:: Records to process
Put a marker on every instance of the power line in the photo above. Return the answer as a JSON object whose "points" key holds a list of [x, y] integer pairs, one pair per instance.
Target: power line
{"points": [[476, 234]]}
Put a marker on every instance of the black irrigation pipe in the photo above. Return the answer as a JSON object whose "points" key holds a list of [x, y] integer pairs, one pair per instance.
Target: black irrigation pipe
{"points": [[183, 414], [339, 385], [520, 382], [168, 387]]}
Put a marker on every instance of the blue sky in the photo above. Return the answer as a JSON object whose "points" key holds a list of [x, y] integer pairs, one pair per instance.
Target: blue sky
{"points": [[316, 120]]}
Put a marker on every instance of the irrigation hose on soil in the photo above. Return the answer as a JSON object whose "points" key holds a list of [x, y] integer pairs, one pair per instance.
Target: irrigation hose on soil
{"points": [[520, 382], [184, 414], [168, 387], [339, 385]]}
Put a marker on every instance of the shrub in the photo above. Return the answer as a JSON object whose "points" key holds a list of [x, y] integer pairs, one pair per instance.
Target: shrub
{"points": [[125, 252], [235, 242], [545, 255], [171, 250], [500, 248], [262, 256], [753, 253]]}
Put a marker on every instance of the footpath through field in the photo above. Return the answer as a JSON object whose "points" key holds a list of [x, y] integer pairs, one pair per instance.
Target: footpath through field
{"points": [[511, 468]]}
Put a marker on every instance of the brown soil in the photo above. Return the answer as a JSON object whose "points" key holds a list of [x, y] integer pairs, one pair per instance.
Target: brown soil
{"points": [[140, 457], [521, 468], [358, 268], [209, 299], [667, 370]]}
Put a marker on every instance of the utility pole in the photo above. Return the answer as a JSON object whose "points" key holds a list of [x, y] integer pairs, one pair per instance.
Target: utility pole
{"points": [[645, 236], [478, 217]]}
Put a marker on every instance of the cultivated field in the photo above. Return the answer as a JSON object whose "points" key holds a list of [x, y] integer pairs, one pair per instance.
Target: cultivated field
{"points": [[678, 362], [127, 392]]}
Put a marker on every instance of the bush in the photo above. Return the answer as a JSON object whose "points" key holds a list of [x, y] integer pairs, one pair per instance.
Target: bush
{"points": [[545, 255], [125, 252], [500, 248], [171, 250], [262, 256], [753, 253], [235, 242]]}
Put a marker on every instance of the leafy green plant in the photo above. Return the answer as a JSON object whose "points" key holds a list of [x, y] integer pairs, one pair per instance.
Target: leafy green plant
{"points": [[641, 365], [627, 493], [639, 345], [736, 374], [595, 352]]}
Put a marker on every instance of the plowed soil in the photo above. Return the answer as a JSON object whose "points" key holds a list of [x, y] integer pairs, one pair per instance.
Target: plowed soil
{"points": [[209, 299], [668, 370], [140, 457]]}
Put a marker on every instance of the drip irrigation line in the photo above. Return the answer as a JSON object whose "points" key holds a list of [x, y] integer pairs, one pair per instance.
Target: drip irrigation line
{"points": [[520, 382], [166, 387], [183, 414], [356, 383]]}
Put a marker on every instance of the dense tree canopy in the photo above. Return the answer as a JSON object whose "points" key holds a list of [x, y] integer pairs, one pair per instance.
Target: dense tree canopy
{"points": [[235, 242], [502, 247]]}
::::
:: Records to process
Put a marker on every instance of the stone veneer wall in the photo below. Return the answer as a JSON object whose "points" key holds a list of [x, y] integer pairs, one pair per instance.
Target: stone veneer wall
::::
The task :: The lines holding the word "veneer" are the answer. Find them in the entries and copy them.

Task solution ::
Put a marker on every instance of the stone veneer wall in the photo below. Return the answer as a JSON object whose "points" key holds a list of [x, y] integer pairs, one pair per instance.
Target: stone veneer wall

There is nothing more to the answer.